Directive
Return all of the records below word for word, leaving out the pictures.

Listed entries
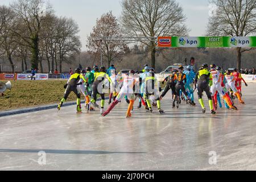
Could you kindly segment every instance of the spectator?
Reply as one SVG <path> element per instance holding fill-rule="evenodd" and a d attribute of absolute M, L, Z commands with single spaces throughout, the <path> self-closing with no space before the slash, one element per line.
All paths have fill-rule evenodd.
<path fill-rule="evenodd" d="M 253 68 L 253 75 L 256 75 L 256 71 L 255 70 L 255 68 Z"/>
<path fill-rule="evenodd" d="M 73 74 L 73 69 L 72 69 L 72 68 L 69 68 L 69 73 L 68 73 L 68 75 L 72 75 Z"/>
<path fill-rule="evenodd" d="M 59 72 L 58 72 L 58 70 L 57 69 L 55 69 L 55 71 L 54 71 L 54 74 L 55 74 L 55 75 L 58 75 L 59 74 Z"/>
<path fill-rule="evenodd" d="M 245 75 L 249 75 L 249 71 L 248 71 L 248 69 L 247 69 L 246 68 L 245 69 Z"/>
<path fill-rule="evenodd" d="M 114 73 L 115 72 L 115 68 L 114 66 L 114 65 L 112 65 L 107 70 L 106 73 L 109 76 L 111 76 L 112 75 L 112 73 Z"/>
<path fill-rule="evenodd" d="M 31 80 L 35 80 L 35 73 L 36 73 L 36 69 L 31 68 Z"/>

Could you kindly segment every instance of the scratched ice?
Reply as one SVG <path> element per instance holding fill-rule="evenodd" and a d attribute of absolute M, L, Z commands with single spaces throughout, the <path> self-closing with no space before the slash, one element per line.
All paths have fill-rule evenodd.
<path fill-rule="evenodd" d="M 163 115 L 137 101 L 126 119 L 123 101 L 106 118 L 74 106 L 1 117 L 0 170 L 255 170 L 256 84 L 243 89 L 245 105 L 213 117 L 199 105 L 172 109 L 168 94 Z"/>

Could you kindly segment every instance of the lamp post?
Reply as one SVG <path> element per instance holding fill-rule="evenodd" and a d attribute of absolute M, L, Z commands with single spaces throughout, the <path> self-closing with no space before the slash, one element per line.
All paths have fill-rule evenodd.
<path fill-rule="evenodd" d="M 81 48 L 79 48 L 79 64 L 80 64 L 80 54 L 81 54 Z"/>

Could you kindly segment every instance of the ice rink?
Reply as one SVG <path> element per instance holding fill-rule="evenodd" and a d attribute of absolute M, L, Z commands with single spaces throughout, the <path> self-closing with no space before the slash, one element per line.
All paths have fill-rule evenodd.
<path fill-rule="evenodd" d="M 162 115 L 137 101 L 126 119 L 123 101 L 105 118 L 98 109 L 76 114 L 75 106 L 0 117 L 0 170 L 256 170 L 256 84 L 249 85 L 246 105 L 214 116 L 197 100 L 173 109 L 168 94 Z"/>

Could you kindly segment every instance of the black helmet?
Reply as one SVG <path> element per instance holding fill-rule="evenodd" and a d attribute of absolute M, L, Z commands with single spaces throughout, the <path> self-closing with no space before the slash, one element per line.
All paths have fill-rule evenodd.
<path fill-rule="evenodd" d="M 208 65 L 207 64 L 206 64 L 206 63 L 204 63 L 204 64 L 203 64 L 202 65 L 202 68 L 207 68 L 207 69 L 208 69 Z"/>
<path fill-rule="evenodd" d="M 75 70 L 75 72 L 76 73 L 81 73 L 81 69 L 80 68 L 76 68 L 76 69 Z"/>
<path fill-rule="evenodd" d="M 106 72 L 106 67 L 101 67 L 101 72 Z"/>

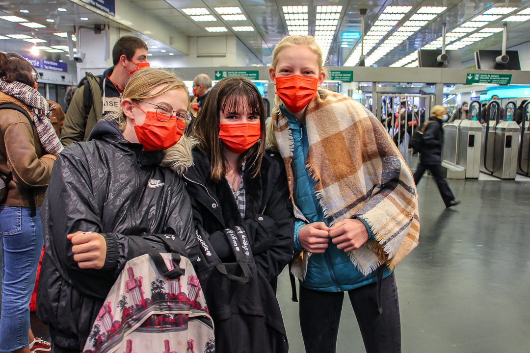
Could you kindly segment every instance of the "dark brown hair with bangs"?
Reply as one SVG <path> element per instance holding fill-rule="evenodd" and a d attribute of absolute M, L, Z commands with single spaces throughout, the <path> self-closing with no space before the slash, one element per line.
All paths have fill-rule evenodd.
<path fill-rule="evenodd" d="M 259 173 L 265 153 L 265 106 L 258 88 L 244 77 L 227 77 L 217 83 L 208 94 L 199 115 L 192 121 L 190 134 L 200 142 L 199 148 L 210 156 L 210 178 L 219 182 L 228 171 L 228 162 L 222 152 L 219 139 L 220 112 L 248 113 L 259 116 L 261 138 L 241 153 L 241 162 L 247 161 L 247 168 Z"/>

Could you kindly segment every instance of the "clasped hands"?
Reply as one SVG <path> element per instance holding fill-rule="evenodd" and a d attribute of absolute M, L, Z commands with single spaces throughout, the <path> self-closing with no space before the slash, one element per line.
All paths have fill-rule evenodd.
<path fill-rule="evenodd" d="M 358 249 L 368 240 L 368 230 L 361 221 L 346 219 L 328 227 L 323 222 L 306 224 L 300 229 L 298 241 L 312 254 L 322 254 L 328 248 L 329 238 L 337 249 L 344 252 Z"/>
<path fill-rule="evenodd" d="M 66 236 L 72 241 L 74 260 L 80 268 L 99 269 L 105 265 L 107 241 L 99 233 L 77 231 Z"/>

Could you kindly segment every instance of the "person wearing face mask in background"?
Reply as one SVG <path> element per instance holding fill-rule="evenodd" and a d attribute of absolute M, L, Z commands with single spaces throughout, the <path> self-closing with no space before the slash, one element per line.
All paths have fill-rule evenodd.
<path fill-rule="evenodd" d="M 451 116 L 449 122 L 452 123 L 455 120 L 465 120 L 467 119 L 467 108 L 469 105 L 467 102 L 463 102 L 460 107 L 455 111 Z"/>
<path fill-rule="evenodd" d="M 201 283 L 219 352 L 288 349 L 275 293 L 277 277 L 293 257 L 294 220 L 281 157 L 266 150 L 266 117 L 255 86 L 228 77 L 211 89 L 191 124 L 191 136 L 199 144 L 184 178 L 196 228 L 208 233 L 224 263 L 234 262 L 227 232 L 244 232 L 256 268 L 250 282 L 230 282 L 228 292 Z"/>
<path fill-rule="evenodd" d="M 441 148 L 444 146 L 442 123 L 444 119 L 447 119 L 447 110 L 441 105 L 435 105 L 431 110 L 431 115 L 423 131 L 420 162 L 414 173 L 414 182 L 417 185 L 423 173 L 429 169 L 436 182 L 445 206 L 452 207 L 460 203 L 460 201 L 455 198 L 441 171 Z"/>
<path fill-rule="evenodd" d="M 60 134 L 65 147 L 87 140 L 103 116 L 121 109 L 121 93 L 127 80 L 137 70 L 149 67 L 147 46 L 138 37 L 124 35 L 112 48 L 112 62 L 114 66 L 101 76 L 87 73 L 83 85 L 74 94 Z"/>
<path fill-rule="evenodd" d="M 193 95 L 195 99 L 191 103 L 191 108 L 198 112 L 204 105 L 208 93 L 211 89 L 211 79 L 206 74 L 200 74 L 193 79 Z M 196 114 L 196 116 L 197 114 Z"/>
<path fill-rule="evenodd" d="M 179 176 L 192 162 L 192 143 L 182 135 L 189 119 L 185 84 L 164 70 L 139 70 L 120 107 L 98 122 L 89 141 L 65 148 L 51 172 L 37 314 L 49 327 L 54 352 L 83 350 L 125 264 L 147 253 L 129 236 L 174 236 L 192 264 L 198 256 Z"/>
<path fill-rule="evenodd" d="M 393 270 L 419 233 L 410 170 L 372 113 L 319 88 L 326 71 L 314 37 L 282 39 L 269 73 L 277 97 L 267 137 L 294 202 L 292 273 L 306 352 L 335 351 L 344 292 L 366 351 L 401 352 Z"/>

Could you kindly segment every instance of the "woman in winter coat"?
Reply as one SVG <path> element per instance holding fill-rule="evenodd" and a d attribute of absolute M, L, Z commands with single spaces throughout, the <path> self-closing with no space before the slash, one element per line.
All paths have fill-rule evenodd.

Result
Could you kindly segment every instance of the spectator?
Reply as one SVG <path> element per instance holding fill-rule="evenodd" and a d attribute of absolute M, L, Z commands with single spaces throughout, the <path> self-closing with no space before the slash, one element per line.
All paths have fill-rule evenodd.
<path fill-rule="evenodd" d="M 253 68 L 253 75 L 256 75 L 256 71 L 255 70 L 255 68 Z"/>
<path fill-rule="evenodd" d="M 73 74 L 73 69 L 72 69 L 72 68 L 69 68 L 69 73 L 68 73 L 68 75 L 72 75 Z"/>
<path fill-rule="evenodd" d="M 59 72 L 58 72 L 58 70 L 57 69 L 55 69 L 55 71 L 54 71 L 54 74 L 55 74 L 55 75 L 58 75 L 59 74 Z"/>
<path fill-rule="evenodd" d="M 245 75 L 249 75 L 249 71 L 248 71 L 248 69 L 247 69 L 246 68 L 245 69 Z"/>
<path fill-rule="evenodd" d="M 114 73 L 115 72 L 115 68 L 114 66 L 114 65 L 112 65 L 107 70 L 106 73 L 109 76 L 111 76 L 112 75 L 112 73 Z"/>
<path fill-rule="evenodd" d="M 31 80 L 35 80 L 35 73 L 36 73 L 36 69 L 31 68 Z"/>

Could you kindly segment every instance of the scratched ice?
Reply as one SVG <path> element per instance holding fill-rule="evenodd" and a d attribute of absolute M, L, Z commands with single spaces throughout, the <path> self-closing with no space before the slash, one element per line.
All paths have fill-rule evenodd.
<path fill-rule="evenodd" d="M 163 115 L 137 101 L 126 119 L 123 101 L 106 118 L 74 106 L 1 117 L 0 170 L 255 170 L 256 84 L 243 89 L 245 105 L 213 117 L 199 105 L 172 109 L 168 94 Z"/>

Could you kindly segment every instance of the lamp post?
Reply as one SVG <path> element per instance holding fill-rule="evenodd" and a d attribute of absolute M, L, Z commands with single spaces throughout, the <path> self-closing with no space before the slash, one element per line.
All paths have fill-rule evenodd.
<path fill-rule="evenodd" d="M 81 48 L 79 48 L 79 64 L 80 64 L 80 54 L 81 54 Z"/>

Could you kindly segment every instance of the ice rink?
Reply as one SVG <path> element per instance holding fill-rule="evenodd" and a d attribute of absolute M, L, Z commands with single spaces throughout, the <path> self-closing with no space before the slash, one element per line.
All paths have fill-rule evenodd.
<path fill-rule="evenodd" d="M 162 115 L 137 101 L 126 119 L 123 101 L 105 118 L 98 109 L 76 114 L 75 106 L 0 117 L 0 170 L 256 170 L 256 84 L 249 85 L 246 105 L 214 116 L 197 100 L 173 109 L 168 94 Z"/>

Could you kindly segment every instance of the black helmet?
Reply as one SVG <path> element per instance holding fill-rule="evenodd" and a d attribute of absolute M, L, Z commands with single spaces throughout, the <path> self-closing with no space before the slash, one element per line.
All paths have fill-rule evenodd.
<path fill-rule="evenodd" d="M 208 65 L 207 64 L 206 64 L 206 63 L 204 63 L 204 64 L 203 64 L 202 65 L 202 68 L 207 68 L 207 69 L 208 69 Z"/>
<path fill-rule="evenodd" d="M 75 70 L 75 72 L 76 73 L 81 73 L 81 69 L 80 68 L 76 68 L 76 69 Z"/>
<path fill-rule="evenodd" d="M 106 72 L 106 67 L 101 67 L 101 72 Z"/>

Could you kindly segment every instance of the "dark brown hair with bangs"?
Reply as one SVG <path> element per instance holding fill-rule="evenodd" and a d attribute of absolute M, L, Z commands with single spaces throughout, the <path> self-closing with no space before the slash, one element per line.
All paths have fill-rule evenodd.
<path fill-rule="evenodd" d="M 259 173 L 265 153 L 265 106 L 258 88 L 244 77 L 227 77 L 217 83 L 208 94 L 199 115 L 192 121 L 190 134 L 200 142 L 199 148 L 210 156 L 210 178 L 219 182 L 228 171 L 228 162 L 222 152 L 219 139 L 220 112 L 248 113 L 259 116 L 261 138 L 241 153 L 241 162 L 247 161 L 247 168 Z"/>

Could you kindly segment every instance of the "clasped hands"?
Reply as one SVG <path> element per instance holding fill-rule="evenodd" and a d attribute of absolute M, L, Z commands with single spaces throughout, the <path> self-closing with no space before the slash, one element per line.
All paths have fill-rule evenodd.
<path fill-rule="evenodd" d="M 358 249 L 368 240 L 368 230 L 361 221 L 346 219 L 328 227 L 323 222 L 306 224 L 300 229 L 298 241 L 312 254 L 322 254 L 328 248 L 329 238 L 337 249 L 344 252 Z"/>
<path fill-rule="evenodd" d="M 66 236 L 72 241 L 74 260 L 80 268 L 99 269 L 105 265 L 107 241 L 99 233 L 77 231 Z"/>

Could you kindly segment every instance of the "person wearing face mask in background"?
Reply as one SVG <path> element per instance holding fill-rule="evenodd" and a d attribute of absolute M, L, Z commands with single spaces throughout, the <path> self-closing with no space before the slash, one element per line.
All paths have fill-rule evenodd.
<path fill-rule="evenodd" d="M 451 116 L 449 122 L 452 123 L 455 120 L 465 120 L 467 119 L 467 108 L 469 105 L 467 102 L 463 102 L 460 107 L 455 111 Z"/>
<path fill-rule="evenodd" d="M 201 283 L 219 352 L 288 349 L 275 293 L 277 277 L 293 257 L 294 220 L 281 157 L 266 150 L 266 117 L 255 86 L 228 77 L 211 89 L 191 124 L 191 136 L 199 144 L 184 178 L 196 228 L 208 233 L 224 263 L 234 262 L 227 232 L 244 232 L 256 268 L 250 282 L 230 282 L 228 292 Z"/>
<path fill-rule="evenodd" d="M 441 148 L 444 146 L 442 123 L 444 119 L 447 119 L 447 110 L 441 105 L 435 105 L 431 110 L 431 115 L 423 131 L 420 162 L 414 173 L 414 182 L 417 185 L 423 173 L 429 169 L 436 182 L 445 206 L 452 207 L 460 203 L 460 201 L 455 198 L 441 171 Z"/>
<path fill-rule="evenodd" d="M 60 134 L 65 147 L 87 140 L 103 116 L 121 109 L 121 93 L 127 80 L 137 70 L 149 67 L 147 46 L 138 37 L 124 35 L 112 48 L 112 62 L 114 66 L 101 76 L 87 73 L 83 85 L 74 94 Z"/>
<path fill-rule="evenodd" d="M 193 95 L 195 99 L 191 103 L 191 108 L 198 112 L 204 105 L 208 93 L 211 89 L 211 79 L 206 74 L 200 74 L 193 79 Z M 196 114 L 196 116 L 197 114 Z"/>
<path fill-rule="evenodd" d="M 179 176 L 192 162 L 192 143 L 182 135 L 189 119 L 185 84 L 164 70 L 139 70 L 120 107 L 98 122 L 89 141 L 65 148 L 51 172 L 37 314 L 49 327 L 54 352 L 83 350 L 125 264 L 147 253 L 129 236 L 174 236 L 192 264 L 198 256 Z"/>
<path fill-rule="evenodd" d="M 393 270 L 419 233 L 410 170 L 372 113 L 319 88 L 326 71 L 314 37 L 282 39 L 269 73 L 277 97 L 267 137 L 294 202 L 292 273 L 306 352 L 335 351 L 344 292 L 366 351 L 401 352 Z"/>

Could you kindly segment every instance of the "woman in winter coat"?
Reply as one SVG <path> element per instance holding fill-rule="evenodd" and a d attribute of absolute M, L, Z commands with single spaces throughout, the <path> self-closing with no space before the slash, one element per line.
All paths have fill-rule evenodd.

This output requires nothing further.